Collected data:
Content starts

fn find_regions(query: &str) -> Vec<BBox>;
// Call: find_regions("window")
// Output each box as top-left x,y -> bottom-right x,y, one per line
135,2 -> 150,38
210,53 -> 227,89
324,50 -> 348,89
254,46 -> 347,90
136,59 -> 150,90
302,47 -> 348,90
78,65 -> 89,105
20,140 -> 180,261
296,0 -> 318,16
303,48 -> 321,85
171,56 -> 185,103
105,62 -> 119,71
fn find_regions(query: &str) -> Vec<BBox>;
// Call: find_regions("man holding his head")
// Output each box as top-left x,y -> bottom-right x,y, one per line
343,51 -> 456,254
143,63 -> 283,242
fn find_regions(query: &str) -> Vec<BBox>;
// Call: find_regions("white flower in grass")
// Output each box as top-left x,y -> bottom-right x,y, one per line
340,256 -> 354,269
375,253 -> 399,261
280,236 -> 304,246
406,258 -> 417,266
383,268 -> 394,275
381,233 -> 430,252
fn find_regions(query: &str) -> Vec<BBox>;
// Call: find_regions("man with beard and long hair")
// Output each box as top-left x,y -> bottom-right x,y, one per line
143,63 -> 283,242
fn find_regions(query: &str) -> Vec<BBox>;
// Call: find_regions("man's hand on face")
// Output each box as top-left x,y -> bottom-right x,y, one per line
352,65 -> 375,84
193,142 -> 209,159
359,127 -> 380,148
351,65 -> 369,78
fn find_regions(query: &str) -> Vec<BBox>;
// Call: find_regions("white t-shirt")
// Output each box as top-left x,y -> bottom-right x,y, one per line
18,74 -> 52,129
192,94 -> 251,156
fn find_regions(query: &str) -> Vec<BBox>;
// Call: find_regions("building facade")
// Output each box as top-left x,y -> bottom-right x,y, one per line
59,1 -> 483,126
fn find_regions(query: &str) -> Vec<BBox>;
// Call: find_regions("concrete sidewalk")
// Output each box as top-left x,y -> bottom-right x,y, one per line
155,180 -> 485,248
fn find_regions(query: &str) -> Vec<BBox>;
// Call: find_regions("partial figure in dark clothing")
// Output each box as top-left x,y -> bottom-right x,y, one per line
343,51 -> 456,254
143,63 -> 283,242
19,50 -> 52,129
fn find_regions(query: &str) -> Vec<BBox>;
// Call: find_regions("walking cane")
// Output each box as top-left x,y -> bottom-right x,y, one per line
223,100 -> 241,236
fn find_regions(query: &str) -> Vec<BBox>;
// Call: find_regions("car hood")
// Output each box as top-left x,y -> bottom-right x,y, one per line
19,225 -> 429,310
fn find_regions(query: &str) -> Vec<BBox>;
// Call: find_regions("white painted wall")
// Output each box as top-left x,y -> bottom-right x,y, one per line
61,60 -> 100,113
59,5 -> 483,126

Content ends

Copy out all of the records verbatim.

fn find_regions(query: &str) -> Vec<BBox>;
// Call: find_regions("window")
// Output each box as top-left x,y -> bottom-right x,y, one per line
135,2 -> 150,38
210,53 -> 227,89
324,50 -> 348,89
254,46 -> 347,90
136,59 -> 150,90
302,47 -> 348,90
78,65 -> 89,105
20,140 -> 180,261
296,0 -> 318,16
303,48 -> 321,85
171,56 -> 185,103
105,62 -> 119,71
fn find_regions(query: &str) -> Vec<BBox>;
// Call: find_regions("man holding his head")
// Output each box as top-left x,y -> bottom-right x,y, one per line
343,51 -> 456,254
143,63 -> 283,242
fn find_regions(query: &str) -> Vec<BBox>;
// Call: find_regions("white flower in grass")
// Output each box as top-left x,y -> bottom-right x,y, one per line
340,256 -> 354,269
375,253 -> 399,261
280,236 -> 304,246
406,258 -> 417,266
383,268 -> 394,275
381,233 -> 430,252
fn find_regions(query: &str) -> Vec<BBox>;
// Call: find_regions("man with beard and long hair")
// Output each box as top-left x,y -> bottom-right x,y, one per line
143,63 -> 283,242
fn find_regions(query: &str) -> Vec<BBox>;
// Call: find_regions("man's hand on face")
// Output each box as top-left x,y -> bottom-right x,y, one per line
352,65 -> 375,84
193,142 -> 209,159
359,127 -> 380,148
351,65 -> 369,78
fn find_regions(query: &str) -> Vec<BBox>;
// Call: find_regions("white t-shirt")
// Output each box as top-left x,y -> bottom-right x,y, one per line
18,74 -> 52,129
192,94 -> 251,156
fn find_regions(query: &str) -> Vec<BBox>;
// Call: find_regions("building facade")
// Output each box as top-left x,y -> bottom-right x,y, one per line
59,1 -> 483,126
fn find_regions(query: &str) -> Vec<BBox>;
// Call: find_regions("concrete sidewalk")
// Output each box as top-left x,y -> bottom-right x,y, one per line
155,180 -> 485,248
fn find_regions(query: &str) -> Vec<BBox>;
// Call: find_regions("partial figure in dark clothing")
// Output each box as top-left x,y -> bottom-right x,y, one per line
343,51 -> 456,254
143,63 -> 283,242
19,50 -> 52,129
fn find_regions(query: &str) -> Vec<BBox>;
// Call: find_regions("walking cane")
// Output each box as top-left x,y -> bottom-right x,y, one per line
223,100 -> 241,236
fn find_regions(query: &str) -> Vec<BBox>;
// Call: find_regions("car hood")
// Output each box as top-left x,y -> bottom-right x,y, one per line
19,225 -> 429,310
fn find_regions(query: &str) -> Vec<BBox>;
// Call: find_regions("white painted wall")
// Output each box as top-left x,y -> bottom-right x,y, one per line
61,60 -> 100,113
59,5 -> 483,126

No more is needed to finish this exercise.